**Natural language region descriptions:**
□ □ □ □ □

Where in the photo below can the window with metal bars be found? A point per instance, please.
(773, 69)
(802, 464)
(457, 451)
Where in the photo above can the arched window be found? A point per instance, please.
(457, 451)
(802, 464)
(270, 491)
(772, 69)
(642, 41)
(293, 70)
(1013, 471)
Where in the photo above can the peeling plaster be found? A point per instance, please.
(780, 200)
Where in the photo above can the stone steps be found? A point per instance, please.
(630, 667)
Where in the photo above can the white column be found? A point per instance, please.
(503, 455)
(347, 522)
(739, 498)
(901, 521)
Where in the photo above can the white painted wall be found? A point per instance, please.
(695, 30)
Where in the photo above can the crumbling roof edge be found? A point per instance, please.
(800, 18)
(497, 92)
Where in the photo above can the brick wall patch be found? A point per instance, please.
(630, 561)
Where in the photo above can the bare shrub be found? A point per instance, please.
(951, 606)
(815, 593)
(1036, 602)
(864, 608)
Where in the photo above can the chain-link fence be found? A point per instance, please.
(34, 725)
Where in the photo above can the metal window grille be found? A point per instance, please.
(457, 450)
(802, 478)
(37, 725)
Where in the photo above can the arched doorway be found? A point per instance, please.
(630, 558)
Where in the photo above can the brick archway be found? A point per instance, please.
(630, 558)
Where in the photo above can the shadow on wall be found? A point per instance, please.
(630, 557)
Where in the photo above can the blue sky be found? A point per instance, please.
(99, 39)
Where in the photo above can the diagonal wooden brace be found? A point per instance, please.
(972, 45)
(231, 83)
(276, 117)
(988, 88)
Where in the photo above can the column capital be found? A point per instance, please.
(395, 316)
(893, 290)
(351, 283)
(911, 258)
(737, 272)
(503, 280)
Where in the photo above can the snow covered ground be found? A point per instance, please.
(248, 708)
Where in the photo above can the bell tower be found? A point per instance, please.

□ □ □ □ □

**Exercise directions:** An unaltered transcription of all the data above is needed.

**Task answer:**
Where in the photo below can the window with metal bars be found? A point per instance, please.
(773, 69)
(802, 464)
(457, 451)
Where in the photo above can the arched window be found? A point per instance, please.
(457, 451)
(802, 464)
(270, 491)
(772, 69)
(642, 41)
(293, 70)
(1013, 471)
Where in the photo above can the peeling plaster be found? A point per instance, please.
(780, 200)
Where in the photo above can the stone steps be found? A point per instance, please.
(630, 667)
Where in the photo above can the white column be found? A point per instance, please.
(503, 455)
(347, 522)
(739, 498)
(901, 521)
Where in the photo above can the white painted wall be found? A point per instance, please.
(695, 30)
Where in the photo above can the crumbling roof edge be found? A point per instance, please.
(800, 18)
(497, 92)
Where in the photo above can the brick wall patch be found? A point per instance, please.
(630, 561)
Where in the photo above can the bare shrub be found? A point per instance, please.
(951, 606)
(815, 593)
(1036, 602)
(864, 608)
Where in the photo above can the chain-link fence be found? A point per instance, please.
(34, 725)
Where in the photo above can the metal window grille be found? A point per instance, please.
(457, 450)
(802, 478)
(37, 725)
Where in the photo above can the arched doorway be found? A point per instance, please.
(630, 558)
Where in the photo above can the brick archway be found? A point per instance, please.
(630, 558)
Where in the photo above can the shadow on wall be found? A point per instance, please.
(630, 557)
Where in the photo above can the blue sky be found? A point per instance, please.
(99, 39)
Where in the photo above can the diagonal wooden brace be found? A point per instance, please.
(972, 45)
(231, 83)
(276, 117)
(988, 88)
Where in the photo above can the column capital be found? A point per instance, please.
(395, 316)
(893, 290)
(351, 283)
(911, 258)
(737, 272)
(503, 280)
Where in the photo above can the snow covered ground be found? A point per instance, please.
(248, 708)
Where in the photo above can the bell tower be found? A point per instance, please.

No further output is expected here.